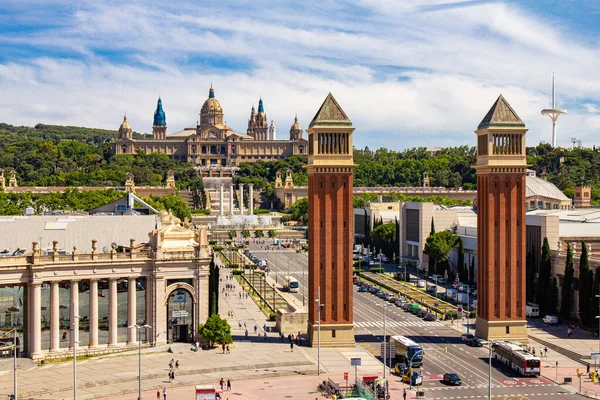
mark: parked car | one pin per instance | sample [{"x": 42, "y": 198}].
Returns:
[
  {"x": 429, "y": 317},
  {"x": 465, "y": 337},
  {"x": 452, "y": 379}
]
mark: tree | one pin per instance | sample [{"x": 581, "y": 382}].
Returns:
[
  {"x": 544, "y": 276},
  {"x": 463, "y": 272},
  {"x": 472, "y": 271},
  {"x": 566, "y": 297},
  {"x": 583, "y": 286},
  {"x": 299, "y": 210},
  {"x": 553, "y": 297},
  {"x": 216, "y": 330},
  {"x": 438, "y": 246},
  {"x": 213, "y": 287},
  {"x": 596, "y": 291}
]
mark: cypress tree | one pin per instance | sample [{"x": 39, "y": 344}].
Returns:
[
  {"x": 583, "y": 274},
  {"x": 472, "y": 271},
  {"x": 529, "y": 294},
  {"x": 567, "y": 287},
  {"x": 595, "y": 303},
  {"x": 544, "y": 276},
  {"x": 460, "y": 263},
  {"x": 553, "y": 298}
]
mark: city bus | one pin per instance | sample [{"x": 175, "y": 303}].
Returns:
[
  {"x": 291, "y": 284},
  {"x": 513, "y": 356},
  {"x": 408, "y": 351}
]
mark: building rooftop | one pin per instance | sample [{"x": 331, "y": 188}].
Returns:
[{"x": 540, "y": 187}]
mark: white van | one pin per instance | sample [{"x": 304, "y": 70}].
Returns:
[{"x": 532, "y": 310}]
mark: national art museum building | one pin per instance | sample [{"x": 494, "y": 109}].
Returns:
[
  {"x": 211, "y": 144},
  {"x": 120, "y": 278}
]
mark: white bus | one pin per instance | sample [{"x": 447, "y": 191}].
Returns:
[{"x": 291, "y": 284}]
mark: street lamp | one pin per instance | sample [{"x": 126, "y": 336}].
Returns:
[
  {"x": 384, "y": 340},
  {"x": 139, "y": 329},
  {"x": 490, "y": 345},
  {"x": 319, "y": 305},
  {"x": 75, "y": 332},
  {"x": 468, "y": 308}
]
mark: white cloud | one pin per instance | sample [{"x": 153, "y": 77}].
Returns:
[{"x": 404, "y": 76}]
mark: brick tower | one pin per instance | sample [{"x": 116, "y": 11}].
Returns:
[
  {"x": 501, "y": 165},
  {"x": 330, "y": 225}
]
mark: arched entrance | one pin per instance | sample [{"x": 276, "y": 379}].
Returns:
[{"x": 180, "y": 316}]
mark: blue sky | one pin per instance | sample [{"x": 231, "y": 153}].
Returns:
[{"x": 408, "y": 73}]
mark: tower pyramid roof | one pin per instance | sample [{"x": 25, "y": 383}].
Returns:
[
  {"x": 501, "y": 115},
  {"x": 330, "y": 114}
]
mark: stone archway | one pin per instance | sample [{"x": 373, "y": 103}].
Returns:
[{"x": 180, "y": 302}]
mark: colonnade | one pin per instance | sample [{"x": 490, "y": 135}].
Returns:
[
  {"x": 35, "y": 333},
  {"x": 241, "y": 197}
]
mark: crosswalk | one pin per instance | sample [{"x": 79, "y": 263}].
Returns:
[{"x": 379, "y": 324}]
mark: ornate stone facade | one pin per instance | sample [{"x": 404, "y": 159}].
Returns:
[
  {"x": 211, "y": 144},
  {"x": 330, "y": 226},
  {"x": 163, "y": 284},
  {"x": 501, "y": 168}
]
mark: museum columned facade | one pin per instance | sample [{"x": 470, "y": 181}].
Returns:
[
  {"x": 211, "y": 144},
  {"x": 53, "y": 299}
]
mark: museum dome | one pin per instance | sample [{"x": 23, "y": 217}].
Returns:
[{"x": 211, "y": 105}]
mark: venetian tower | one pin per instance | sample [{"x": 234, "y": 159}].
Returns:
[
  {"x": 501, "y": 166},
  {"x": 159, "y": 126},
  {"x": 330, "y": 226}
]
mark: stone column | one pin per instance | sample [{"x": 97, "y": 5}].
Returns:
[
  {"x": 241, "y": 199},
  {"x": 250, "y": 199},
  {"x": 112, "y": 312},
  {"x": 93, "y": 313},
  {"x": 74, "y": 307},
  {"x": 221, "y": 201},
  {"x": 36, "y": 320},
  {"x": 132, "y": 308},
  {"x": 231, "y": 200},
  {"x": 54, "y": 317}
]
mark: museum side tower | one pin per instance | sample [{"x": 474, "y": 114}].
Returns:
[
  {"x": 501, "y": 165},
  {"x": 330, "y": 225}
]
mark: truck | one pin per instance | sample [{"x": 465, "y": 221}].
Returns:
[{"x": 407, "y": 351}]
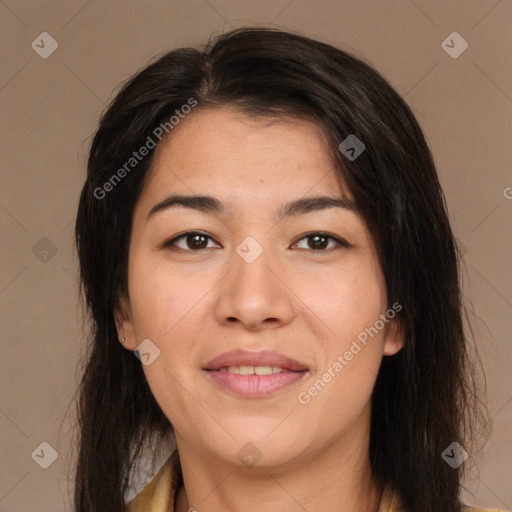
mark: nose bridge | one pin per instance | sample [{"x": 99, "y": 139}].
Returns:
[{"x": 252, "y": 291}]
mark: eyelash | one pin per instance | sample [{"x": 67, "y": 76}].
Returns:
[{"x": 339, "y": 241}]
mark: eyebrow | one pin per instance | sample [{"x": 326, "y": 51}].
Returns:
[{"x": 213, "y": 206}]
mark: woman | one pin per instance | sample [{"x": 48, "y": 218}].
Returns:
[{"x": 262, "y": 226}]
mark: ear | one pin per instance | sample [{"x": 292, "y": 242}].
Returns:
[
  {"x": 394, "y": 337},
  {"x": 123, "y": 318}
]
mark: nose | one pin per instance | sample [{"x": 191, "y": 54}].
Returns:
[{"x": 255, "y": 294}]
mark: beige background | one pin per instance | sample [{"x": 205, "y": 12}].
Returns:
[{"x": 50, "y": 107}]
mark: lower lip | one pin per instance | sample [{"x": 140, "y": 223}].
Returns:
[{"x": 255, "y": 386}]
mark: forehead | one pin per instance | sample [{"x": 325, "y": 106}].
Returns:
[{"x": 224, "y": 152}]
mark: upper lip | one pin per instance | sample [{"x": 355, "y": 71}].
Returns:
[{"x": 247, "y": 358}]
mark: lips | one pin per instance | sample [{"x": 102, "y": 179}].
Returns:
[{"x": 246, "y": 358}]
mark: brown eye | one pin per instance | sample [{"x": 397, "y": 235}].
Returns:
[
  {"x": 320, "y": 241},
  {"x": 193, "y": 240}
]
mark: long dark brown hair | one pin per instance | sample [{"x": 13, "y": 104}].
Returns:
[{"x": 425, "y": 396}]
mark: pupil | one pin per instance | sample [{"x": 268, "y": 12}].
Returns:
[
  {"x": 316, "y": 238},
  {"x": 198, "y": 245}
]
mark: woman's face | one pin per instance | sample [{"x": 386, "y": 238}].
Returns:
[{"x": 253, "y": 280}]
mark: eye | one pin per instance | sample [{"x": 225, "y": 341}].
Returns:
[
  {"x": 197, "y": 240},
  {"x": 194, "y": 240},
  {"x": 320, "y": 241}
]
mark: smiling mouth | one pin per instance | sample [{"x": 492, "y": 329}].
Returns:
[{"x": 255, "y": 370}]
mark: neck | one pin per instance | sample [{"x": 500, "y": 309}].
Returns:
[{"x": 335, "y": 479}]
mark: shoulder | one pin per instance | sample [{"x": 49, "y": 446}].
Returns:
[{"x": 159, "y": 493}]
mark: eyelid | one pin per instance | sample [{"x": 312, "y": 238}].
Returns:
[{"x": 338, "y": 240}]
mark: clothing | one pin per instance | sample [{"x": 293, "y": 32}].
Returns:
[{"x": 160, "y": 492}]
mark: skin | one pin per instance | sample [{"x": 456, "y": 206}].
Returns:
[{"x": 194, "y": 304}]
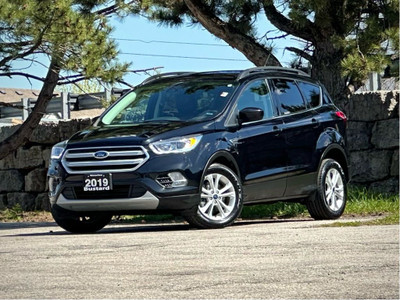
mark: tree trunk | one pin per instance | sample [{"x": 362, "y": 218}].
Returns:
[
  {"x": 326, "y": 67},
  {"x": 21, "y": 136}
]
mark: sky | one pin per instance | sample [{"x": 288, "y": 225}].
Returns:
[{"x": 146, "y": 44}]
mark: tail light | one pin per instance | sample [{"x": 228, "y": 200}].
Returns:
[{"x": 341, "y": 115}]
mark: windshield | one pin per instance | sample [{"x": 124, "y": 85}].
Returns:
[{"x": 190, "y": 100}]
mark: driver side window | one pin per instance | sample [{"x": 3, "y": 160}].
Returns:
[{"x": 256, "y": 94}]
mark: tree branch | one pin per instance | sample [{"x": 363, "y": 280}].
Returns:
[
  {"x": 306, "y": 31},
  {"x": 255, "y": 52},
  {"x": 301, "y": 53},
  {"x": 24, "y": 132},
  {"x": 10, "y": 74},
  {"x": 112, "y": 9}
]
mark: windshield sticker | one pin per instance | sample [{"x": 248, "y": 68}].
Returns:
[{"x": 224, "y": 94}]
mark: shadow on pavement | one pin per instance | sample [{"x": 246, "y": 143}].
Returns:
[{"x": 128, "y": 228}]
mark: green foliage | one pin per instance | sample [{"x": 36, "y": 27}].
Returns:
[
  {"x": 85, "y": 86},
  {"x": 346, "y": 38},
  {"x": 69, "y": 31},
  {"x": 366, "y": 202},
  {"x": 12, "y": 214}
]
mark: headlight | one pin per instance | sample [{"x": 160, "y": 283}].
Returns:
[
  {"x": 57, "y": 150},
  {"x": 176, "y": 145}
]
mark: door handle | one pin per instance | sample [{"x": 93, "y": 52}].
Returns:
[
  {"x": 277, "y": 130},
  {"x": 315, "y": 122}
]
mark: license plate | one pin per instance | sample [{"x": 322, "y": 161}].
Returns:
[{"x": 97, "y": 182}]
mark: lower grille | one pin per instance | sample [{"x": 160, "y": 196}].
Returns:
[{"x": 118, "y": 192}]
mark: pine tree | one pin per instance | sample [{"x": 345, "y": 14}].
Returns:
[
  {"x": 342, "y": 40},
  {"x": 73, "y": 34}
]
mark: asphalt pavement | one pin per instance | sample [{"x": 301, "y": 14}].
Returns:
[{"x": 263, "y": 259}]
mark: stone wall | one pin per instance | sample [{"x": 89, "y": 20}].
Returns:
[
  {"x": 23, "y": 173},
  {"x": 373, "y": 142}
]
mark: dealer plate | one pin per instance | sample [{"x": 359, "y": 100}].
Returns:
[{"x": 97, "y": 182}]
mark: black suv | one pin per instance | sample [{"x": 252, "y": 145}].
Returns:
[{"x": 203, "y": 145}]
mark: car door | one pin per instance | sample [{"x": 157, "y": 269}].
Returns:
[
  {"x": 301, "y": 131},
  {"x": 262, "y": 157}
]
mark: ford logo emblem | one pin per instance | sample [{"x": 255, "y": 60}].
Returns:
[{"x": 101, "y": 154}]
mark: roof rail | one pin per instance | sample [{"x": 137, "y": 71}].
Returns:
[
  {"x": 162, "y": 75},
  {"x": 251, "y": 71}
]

····················

▶ _Problem_: Look for the word "facade" in the listing above, and copy every line where you find it.

▶ _Exercise output_:
mark: ornate stone facade | one pin per instance | sample [{"x": 404, "y": 159}].
mark: museum columned facade | one pin per instance | sample [{"x": 470, "y": 181}].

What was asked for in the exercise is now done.